COMPLETE THE FOLLOWING:
[1] List the facial measurements that the face-simulation text names as the basis of the multidimensional analysis used to sort the faces into two categories.
[2] Transcribe the face-simulation text from "The stimuli that" to "(e.g., Tim-A, Ned-B).", keeping every word and punctuation mark unchanged.

SELECTED TEXT:
+++++

The parameter values used in the present study for stimulus capture, learning, and recognition of faces were the same as used in a previous simulation of self-directed learning in a complex environment (Trehub, 1991, chapter 12).

PROCEDURE

The stimuli that were presented to the model consisted of schematic faces (in pixel display) that had been used in previous experiments to explore perceptual classification in humans. A subset of 10 faces taken from the original line-drawn stimuli used in studies by Reed & Friedman (1973) and Nosofsky (1991) were digitally scanned and reduced in size so that each face was approximately 18 pixels in height. All 10 faces were presented together throughout the simulation.

The 10 faces could be separated into 2 different categories with 5 faces in each category on the basis of a multidimensional (MDS) analysis of eye height, eye separation, nose length, and mouth height (Fig. 3) (Reed & Friedman, 1973; Nosofsky, 1991). In the current study, each of the faces was assigned an identifying name and a letter designation indicating that it belonged to category A or B (e.g., Tim-A, Ned-B).

Before the start of the recognition procedure, synaptic transfer weights on one filter cell (f₁) in the detection set were tuned (weights selectively increased by the learning mechanism) to a random pattern of retinal excitation. This cell evoked the response "RANDOM" whenever it was the most active filter cell in the detection set. On all subsequent trials the neuronal model was presented with all 10 faces in a single display. On each trial, the model retina automatically fixated on an individual face in a quasi-random fashion. The task was to capture a face, report its name (face recognition), and give its category designation. If the response was correct, the operator typed in "YES" and another face was captured and the procedure repeated. If the response was wrong, the operator typed in "NO" and a previously unmodified filter cell (e.g., f₂) in the detection set was synaptically tuned to the retinal pattern of the captured face (the current exemplar) by the intrinsic properties of the learning mechanism. Then the operator typed in the appropriate name and category designation which would be evoked by the model whenever f₂was the most active filter cell. Again, the system captured another face and the same procedure was repeated. Notice that on the first recognition trial, the only possible response that the system could make was "RANDOM", since it had nothing else in its response repertoire. Each response to a captured face was counted as a trial whether the response was correct and followed immediately by a new capture, or whether it was incorrect and resulted in the exemplar-tuned synaptic modification of another filter cell in the detection set (learning). The simulation proceeded until 400 trials were completed. Performance was examined for face recognition and category designation in each of 16 sequential blocks of 25 trials for each block.

+++++

PROVIDED MATERIAL:
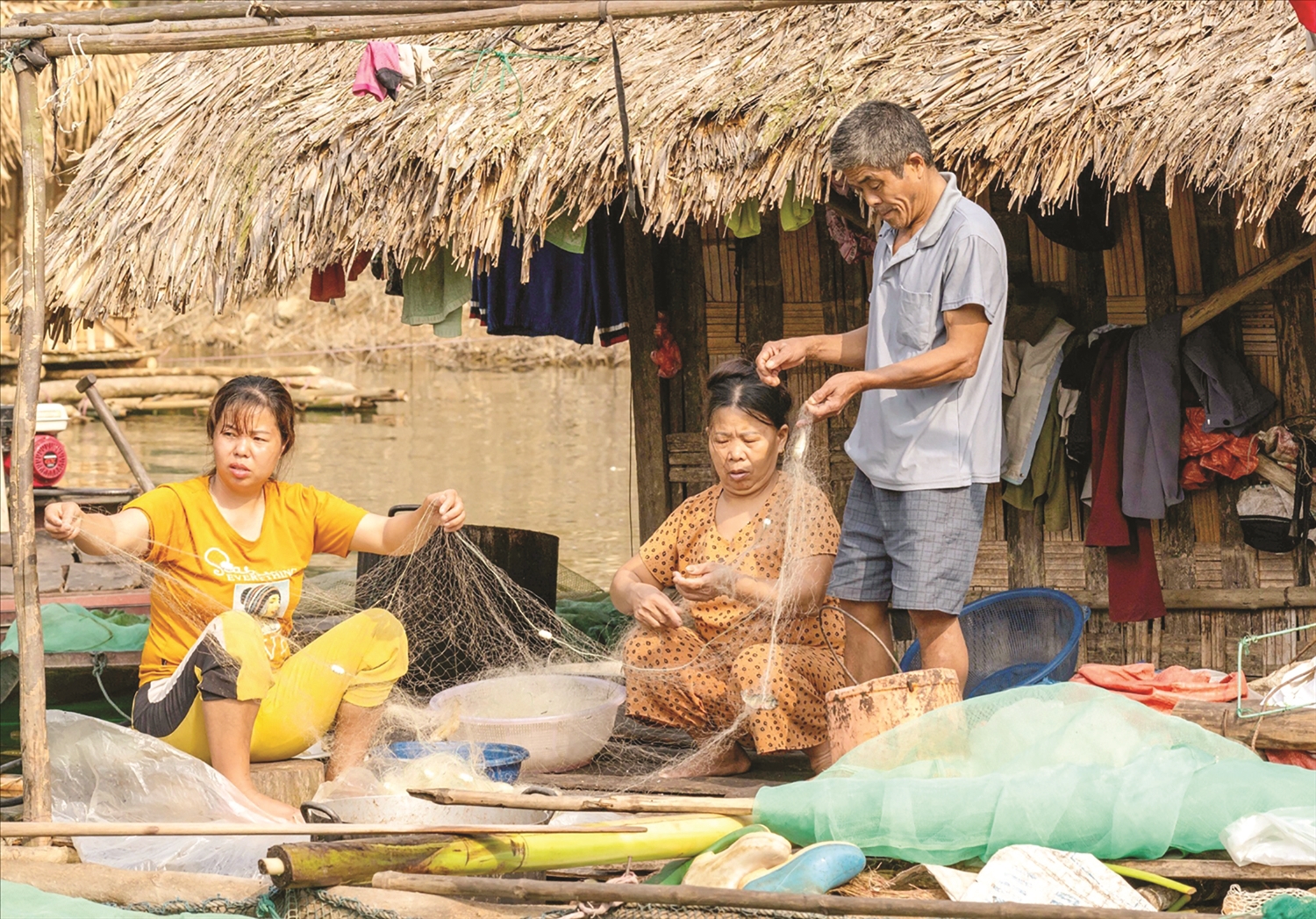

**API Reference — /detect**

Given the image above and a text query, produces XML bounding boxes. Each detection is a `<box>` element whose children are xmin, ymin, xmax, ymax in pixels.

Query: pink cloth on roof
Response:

+++++

RESULTS BY TASK:
[1]
- eye height
- eye separation
- nose length
- mouth height

[2]
The stimuli that were presented to the model consisted of schematic faces (in pixel display) that had been used in previous experiments to explore perceptual classification in humans. A subset of 10 faces taken from the original line-drawn stimuli used in studies by Reed & Friedman (1973) and Nosofsky (1991) were digitally scanned and reduced in size so that each face was approximately 18 pixels in height. All 10 faces were presented together throughout the simulation.

The 10 faces could be separated into 2 different categories with 5 faces in each category on the basis of a multidimensional (MDS) analysis of eye height, eye separation, nose length, and mouth height (Fig. 3) (Reed & Friedman, 1973; Nosofsky, 1991). In the current study, each of the faces was assigned an identifying name and a letter designation indicating that it belonged to category A or B (e.g., Tim-A, Ned-B).